**BRIEF:** The number of lines holding "rough" is all you should give; count them in the records below.

**EXTRACTED RECORDS:**

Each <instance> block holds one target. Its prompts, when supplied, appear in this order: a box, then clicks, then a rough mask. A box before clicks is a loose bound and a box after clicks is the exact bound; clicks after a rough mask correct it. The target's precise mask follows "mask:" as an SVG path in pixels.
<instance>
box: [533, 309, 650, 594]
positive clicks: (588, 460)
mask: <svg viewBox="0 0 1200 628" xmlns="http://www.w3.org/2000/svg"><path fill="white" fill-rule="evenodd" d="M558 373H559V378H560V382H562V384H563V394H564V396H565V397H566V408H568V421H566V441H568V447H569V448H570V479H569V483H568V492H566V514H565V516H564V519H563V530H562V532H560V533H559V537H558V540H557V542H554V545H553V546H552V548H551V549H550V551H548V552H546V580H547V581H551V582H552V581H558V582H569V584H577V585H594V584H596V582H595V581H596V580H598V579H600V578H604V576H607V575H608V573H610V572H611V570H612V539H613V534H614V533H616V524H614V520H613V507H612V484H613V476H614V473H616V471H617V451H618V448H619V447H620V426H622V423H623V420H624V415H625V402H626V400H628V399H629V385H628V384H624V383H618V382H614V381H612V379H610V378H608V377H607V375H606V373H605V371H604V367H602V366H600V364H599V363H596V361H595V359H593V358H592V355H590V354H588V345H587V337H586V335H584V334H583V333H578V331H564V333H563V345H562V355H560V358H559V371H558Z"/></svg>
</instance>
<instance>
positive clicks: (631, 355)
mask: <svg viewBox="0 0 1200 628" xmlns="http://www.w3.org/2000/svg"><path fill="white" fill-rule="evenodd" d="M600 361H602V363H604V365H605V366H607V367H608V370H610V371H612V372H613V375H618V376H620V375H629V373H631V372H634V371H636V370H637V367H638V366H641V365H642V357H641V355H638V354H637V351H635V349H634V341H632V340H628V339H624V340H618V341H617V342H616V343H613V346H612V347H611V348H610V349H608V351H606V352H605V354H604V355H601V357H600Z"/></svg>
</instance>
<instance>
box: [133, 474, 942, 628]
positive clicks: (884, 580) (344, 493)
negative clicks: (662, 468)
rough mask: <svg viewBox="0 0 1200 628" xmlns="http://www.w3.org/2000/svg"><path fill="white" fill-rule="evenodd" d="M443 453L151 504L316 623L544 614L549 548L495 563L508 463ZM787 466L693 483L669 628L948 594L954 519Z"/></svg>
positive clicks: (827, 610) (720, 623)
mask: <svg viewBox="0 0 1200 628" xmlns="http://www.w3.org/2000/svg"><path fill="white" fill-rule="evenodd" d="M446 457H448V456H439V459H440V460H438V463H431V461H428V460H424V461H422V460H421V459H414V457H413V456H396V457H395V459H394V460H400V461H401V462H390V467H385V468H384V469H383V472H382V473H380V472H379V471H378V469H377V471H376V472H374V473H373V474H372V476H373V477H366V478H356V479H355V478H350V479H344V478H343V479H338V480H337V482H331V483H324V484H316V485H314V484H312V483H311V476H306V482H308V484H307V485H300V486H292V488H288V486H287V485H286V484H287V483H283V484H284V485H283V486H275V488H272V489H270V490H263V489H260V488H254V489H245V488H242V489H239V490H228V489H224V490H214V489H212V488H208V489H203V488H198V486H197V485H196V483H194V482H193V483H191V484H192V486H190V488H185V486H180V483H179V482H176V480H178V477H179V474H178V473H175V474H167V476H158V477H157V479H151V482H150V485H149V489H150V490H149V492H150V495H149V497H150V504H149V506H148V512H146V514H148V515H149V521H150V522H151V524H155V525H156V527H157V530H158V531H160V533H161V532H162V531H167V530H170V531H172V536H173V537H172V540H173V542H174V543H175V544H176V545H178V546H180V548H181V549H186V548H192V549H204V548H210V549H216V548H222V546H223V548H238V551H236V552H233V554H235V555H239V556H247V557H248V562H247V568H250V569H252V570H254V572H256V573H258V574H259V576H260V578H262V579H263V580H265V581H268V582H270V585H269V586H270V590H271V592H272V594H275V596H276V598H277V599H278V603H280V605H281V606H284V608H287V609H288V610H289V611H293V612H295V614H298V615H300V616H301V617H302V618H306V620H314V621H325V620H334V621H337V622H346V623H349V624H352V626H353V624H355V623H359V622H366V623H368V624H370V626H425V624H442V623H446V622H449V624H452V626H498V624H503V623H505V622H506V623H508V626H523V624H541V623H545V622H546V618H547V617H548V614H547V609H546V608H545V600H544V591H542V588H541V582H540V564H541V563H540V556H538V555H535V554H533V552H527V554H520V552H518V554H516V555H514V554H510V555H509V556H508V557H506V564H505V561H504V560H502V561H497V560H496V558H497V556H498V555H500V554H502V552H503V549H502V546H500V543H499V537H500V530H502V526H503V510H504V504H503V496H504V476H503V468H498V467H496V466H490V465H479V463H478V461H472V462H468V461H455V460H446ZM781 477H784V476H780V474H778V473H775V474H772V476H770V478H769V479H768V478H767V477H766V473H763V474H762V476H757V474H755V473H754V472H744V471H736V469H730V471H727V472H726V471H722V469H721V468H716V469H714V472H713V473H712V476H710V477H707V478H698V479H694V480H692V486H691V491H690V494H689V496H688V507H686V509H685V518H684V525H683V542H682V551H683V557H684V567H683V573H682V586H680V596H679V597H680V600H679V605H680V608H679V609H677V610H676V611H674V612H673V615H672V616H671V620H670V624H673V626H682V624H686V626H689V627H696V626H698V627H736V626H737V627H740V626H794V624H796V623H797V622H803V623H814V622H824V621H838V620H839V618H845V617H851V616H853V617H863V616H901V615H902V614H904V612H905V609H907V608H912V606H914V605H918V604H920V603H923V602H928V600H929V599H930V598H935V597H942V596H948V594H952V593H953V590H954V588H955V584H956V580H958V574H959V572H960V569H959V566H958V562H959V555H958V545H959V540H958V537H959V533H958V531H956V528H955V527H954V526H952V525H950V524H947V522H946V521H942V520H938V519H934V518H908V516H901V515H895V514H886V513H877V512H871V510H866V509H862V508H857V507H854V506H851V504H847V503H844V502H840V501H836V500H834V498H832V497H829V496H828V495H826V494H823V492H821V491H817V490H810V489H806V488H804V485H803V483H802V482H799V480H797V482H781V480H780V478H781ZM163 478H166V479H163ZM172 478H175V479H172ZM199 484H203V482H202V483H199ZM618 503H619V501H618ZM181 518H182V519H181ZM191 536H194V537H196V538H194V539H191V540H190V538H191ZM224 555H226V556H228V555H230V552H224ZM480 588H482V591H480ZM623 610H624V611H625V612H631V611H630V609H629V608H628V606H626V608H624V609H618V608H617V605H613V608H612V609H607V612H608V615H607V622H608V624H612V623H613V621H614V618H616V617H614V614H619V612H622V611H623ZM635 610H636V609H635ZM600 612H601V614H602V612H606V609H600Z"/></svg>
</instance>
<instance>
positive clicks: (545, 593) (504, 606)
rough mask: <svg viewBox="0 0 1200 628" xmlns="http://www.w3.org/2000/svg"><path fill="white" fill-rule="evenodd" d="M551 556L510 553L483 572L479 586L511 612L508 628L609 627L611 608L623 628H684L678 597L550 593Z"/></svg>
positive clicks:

**RESULT FOR THIS EXERCISE:** 3